• **PASSAGE SHOWN**:

Medical Files Blown Into Yards After Medical Center Closes Has Some Worried About Personal Information Breach
CHICAGO (CBS) -- A staggering amount of personal medical information was left out in the open and piled up behind the former Medical Professional Home Healthcare Center in Chatham. Even the door plate sat in the pile.
People like Larry Terrell, who lives across the alley, say the piles have been there for months. Terrell said it's concerning.
"With ID theft, things like that," he said.
Some patient paperwork was blown into Mary Edwards' backyard.
"In the middle is social security numbers, it looks like to me," she said, looking at one of the papers. "It says medical numbers."
"One day it was a dumpster filled with paperwork, and the next day they were on the ground," said Marylita Edwards.
That's why residents called CBS 2.
CBS 2's Dana Kozlov then called Ald. Roderick Sawyer (6th), who said his office was unaware of the massive medical file dump, which is against the law.
"Now I cannot unsee this," he said. "Now that I saw it, we want to get something done about this."
The man currently buying the building said he inherited the massive medical breach from former building owner Carmen Dooley. He said the files were in a locked, portable shipping container left on the property until it was gone, but the papers were left.
"It was gone. The trash was here," said Leonard Stewart. "And I actually made the call. They said they was going to bring a dumpster here to actually load the trash up. That was a year later."

• **ACTIVITY 1**:
Copy the portion of the article about the discarded medical files that opens with the words containing "Some patient paperwork" and closes with "against the law.".
• **ACTIVITY 2**:
Pick up the article about the discarded medical files after its last sentence and write what comes next.

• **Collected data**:

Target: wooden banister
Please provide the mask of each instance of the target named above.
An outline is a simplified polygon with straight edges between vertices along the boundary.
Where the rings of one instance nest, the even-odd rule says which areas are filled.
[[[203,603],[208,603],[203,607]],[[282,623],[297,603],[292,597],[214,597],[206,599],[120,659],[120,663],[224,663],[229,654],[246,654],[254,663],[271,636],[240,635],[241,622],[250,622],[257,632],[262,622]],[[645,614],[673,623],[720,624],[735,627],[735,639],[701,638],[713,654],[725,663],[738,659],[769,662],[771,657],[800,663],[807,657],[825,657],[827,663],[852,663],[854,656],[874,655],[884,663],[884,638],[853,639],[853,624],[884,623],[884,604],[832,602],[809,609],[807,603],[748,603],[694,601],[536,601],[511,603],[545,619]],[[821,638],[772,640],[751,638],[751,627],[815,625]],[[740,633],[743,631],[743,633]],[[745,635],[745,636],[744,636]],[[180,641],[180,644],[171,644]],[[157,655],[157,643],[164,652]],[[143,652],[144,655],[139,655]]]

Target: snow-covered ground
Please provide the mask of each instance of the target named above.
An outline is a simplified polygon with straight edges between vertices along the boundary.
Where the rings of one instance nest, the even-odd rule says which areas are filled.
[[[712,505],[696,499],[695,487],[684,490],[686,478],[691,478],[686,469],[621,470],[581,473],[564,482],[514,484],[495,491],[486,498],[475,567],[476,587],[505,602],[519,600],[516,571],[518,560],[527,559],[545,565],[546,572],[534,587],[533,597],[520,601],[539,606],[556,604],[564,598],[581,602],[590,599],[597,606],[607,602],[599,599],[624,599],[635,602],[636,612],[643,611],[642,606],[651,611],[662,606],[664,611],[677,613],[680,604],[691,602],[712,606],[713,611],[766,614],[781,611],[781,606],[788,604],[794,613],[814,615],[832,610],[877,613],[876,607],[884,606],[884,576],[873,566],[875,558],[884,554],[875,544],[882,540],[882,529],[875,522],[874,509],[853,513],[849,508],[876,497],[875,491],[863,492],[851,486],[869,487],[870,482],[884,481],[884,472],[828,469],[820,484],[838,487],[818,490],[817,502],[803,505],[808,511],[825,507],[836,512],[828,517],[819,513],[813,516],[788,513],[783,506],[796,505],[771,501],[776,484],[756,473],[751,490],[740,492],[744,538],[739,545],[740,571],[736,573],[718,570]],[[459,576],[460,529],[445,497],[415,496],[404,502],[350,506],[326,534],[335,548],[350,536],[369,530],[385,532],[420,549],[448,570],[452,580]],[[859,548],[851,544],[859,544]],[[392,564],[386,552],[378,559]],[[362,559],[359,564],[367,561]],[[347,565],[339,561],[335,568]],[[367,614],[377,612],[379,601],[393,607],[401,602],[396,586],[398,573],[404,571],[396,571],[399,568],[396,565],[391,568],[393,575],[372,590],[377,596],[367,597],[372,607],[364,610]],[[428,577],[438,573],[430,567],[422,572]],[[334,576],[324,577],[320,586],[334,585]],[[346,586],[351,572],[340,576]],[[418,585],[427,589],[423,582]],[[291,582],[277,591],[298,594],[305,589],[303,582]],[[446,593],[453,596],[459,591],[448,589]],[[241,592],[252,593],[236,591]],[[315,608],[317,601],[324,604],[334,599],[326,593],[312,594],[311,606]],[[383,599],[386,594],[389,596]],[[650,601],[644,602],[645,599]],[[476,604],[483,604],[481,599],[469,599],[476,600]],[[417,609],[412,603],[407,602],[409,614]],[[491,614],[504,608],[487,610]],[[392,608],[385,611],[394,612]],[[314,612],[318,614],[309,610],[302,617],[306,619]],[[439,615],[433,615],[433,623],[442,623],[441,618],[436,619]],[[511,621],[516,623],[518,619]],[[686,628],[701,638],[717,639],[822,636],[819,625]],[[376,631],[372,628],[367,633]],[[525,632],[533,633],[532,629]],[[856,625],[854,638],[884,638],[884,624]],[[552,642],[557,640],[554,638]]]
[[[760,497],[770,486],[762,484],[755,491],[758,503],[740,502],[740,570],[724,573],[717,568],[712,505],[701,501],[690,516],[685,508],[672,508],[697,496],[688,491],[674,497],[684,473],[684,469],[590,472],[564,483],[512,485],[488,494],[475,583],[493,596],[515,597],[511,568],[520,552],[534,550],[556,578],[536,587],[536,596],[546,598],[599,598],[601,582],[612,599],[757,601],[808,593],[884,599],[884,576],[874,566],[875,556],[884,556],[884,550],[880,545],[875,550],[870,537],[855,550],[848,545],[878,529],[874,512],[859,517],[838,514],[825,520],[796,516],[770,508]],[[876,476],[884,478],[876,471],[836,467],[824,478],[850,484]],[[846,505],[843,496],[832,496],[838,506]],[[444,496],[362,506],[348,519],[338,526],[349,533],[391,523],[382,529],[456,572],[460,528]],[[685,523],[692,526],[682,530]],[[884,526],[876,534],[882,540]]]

• **REPLY 1**:
Some patient paperwork was blown into Mary Edwards' backyard.
"In the middle is social security numbers, it looks like to me," she said, looking at one of the papers. "It says medical numbers."
"One day it was a dumpster filled with paperwork, and the next day they were on the ground," said Marylita Edwards.
That's why residents called CBS 2.
CBS 2's Dana Kozlov then called Ald. Roderick Sawyer (6th), who said his office was unaware of the massive medical file dump, which is against the law.

• **REPLY 2**:
Stewart and Sawyer estimate there are hundreds of files in tall stacks.
Stewart said he's been trying to dispose of them himself, file by file, by putting them in city garbage cans, but he has not been shredding them.
"No I have not been shredding it, no," he said. "I don't even want to take any of it on the inside of the facility because then it'll look like foul play, you know? It could be a hazard as well, but for it to sit out here and blow around is even a bigger hazard."
Less than two hours after CBS 2's arrival, Chicago Streets and Sanitation crews were on site beginning to clean up.
"We want to make sure this is contained, disposed of properly and the person that's responsible for it be held accountable," Sawyer said.
Crews plan to dispose of all of the documents properly.
CBS 2 could not get in touch with Dooley.
Sawyer said he plans to make sure there is follow up with citations to the person responsible.